Document passage —
But he said they had been “disappointed” by the bureaucratic burden of applying for exemptions and the limited number of workers who appear to be eligible. And he warned that “countless” businesses could be put at risk as a result.
“The increasing list of those allowed to take a PCR test after being pinged does not include the vast majority of small business workplaces,” said Mr Cherry. “Those that hope that they do fall into scope are finding out that they do not.
“For a small business without a big HR or legal department, that does not have an account manager within a government department like a large business does to ask and manage the process, the exemption application process is demanding and hard to navigate.
“A fundamental question is, how are we defining ‘essential’? One of the many lessons of the pandemic has been how interconnected our economy is – it’s no good getting food and essential supplies to remote convenience stores if those stores are shut because all the staff have been pinged and they’re not classed as essential.
“Unless these issues are sorted, and sorted rapidly, we risk undoing provisional progress towards recovery, putting the ‘staycation summer’ at risk, while endangering countless businesses.”

Stored data entries:
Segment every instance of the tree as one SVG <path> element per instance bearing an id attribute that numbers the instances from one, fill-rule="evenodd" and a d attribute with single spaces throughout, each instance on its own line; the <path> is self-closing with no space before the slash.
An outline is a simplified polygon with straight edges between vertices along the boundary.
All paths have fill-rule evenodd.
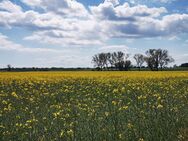
<path id="1" fill-rule="evenodd" d="M 101 69 L 101 61 L 100 61 L 100 59 L 99 59 L 99 54 L 96 54 L 96 55 L 93 56 L 92 62 L 94 63 L 94 66 L 95 66 L 96 68 Z"/>
<path id="2" fill-rule="evenodd" d="M 134 55 L 134 59 L 136 61 L 136 64 L 137 64 L 137 67 L 139 67 L 139 71 L 140 71 L 140 68 L 142 67 L 145 59 L 144 59 L 144 55 L 142 54 L 135 54 Z"/>
<path id="3" fill-rule="evenodd" d="M 162 70 L 166 65 L 173 62 L 174 59 L 168 55 L 167 50 L 149 49 L 146 51 L 145 61 L 151 70 Z"/>
<path id="4" fill-rule="evenodd" d="M 158 49 L 159 66 L 161 70 L 169 63 L 174 62 L 174 59 L 168 55 L 168 50 Z"/>
<path id="5" fill-rule="evenodd" d="M 128 54 L 125 54 L 121 51 L 113 53 L 99 53 L 93 56 L 92 62 L 94 66 L 100 68 L 109 69 L 108 65 L 111 65 L 111 68 L 115 67 L 118 70 L 128 70 L 131 65 L 131 61 L 127 60 L 129 57 Z"/>

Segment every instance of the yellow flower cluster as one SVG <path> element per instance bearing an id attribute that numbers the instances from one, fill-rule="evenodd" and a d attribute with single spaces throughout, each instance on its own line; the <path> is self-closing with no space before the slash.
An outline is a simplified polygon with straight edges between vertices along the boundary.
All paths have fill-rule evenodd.
<path id="1" fill-rule="evenodd" d="M 0 73 L 0 140 L 179 140 L 188 72 Z"/>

Tasks to complete —
A. In the passage on business exemptions, rewrite the part between "But he said" and "as a result.", inclusive, swapping "bureaucratic burden" for "administrative burden".
B. According to the passage on business exemptions, what does the increasing list of those allowed to take a PCR test after being pinged not include?
C. In the passage on business exemptions, list what the final sentence says will be put at risk unless the issues are sorted rapidly.

Results of the exercise —
A.
But he said they had been “disappointed” by the administrative burden of applying for exemptions and the limited number of workers who appear to be eligible. And he warned that “countless” businesses could be put at risk as a result.

B. The vast majority of small business workplaces.

C.
- Provisional progress towards recovery, which risks being undone
- The 'staycation summer'
- Countless businesses